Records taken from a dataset
++++

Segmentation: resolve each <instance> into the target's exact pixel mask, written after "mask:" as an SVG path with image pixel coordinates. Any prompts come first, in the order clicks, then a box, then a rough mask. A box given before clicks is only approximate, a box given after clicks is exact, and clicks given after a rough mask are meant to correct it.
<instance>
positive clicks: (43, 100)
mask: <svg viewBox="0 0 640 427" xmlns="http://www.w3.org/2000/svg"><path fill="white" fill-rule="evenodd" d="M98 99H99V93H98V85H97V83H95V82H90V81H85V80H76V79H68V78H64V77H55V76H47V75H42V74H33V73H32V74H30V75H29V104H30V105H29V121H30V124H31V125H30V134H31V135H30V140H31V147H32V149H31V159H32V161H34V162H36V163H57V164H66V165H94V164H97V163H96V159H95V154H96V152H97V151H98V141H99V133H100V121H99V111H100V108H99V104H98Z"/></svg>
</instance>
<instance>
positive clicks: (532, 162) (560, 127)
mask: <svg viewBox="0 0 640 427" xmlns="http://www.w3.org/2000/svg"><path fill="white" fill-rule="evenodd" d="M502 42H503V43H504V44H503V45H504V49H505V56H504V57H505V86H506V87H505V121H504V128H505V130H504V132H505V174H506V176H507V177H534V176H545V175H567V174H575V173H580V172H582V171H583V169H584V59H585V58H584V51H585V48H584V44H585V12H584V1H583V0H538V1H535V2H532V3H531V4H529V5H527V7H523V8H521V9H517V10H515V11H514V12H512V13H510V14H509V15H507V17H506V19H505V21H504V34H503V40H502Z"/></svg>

++++

Work instruction. Please switch every "positive clicks" in the records above to "foreground clicks" and leave all else unchanged.

Result.
Segmentation: resolve each <instance> into the target's exact pixel mask, written after "mask:" as an SVG path with image pixel coordinates. Any prompts come first, in the order clicks, then a box, then a rough mask. A box given before clicks is only approximate, a box given after clicks is exact, and clicks given after a rough mask are meant to correct it.
<instance>
foreground clicks: (43, 100)
mask: <svg viewBox="0 0 640 427" xmlns="http://www.w3.org/2000/svg"><path fill="white" fill-rule="evenodd" d="M98 99H99V93H98V85H97V83H95V82H90V81H85V80H76V79H68V78H64V77H55V76H47V75H42V74H33V73H32V74H30V75H29V104H30V105H29V121H30V124H31V125H30V134H31V135H30V140H31V147H32V149H31V159H32V161H34V162H36V163H57V164H66V165H94V164H97V163H96V159H95V154H96V152H97V151H98V141H99V133H100V121H99V111H100V108H99V104H98Z"/></svg>
</instance>
<instance>
foreground clicks: (532, 162) (560, 127)
mask: <svg viewBox="0 0 640 427" xmlns="http://www.w3.org/2000/svg"><path fill="white" fill-rule="evenodd" d="M502 42H503V43H504V44H503V45H504V49H505V56H504V57H505V86H506V87H505V121H504V128H505V130H504V132H505V174H506V176H507V177H534V176H545V175H567V174H575V173H580V172H582V171H583V169H584V59H585V58H584V51H585V48H584V44H585V12H584V1H583V0H538V1H535V2H532V3H531V4H529V5H527V7H523V8H521V9H517V10H515V11H514V12H512V13H510V14H509V15H507V17H506V19H505V21H504V34H503V40H502Z"/></svg>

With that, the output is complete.